'''
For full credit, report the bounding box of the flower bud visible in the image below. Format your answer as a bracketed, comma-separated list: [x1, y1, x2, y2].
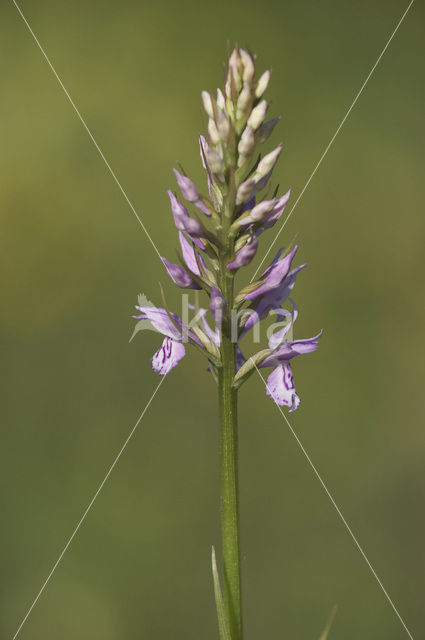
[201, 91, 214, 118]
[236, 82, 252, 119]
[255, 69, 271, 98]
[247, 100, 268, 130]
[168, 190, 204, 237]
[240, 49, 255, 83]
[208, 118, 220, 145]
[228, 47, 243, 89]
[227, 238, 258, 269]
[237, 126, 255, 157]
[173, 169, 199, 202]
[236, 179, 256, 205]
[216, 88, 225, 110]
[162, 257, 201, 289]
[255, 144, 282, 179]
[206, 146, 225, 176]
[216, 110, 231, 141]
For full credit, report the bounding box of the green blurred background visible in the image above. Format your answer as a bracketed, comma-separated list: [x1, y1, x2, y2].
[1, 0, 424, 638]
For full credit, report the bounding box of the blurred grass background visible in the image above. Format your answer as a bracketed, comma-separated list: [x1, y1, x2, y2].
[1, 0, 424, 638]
'''
Exactly the lines from the one containing "For full credit, report the bounding box of the blurred" through the end of the listing should be reproduced, both ends included and nothing more.

For full credit, report the bounding box of the blurred grass background visible in the image above. Format your answer as a bracketed, comma-separated list: [x1, y1, x2, y2].
[1, 0, 424, 638]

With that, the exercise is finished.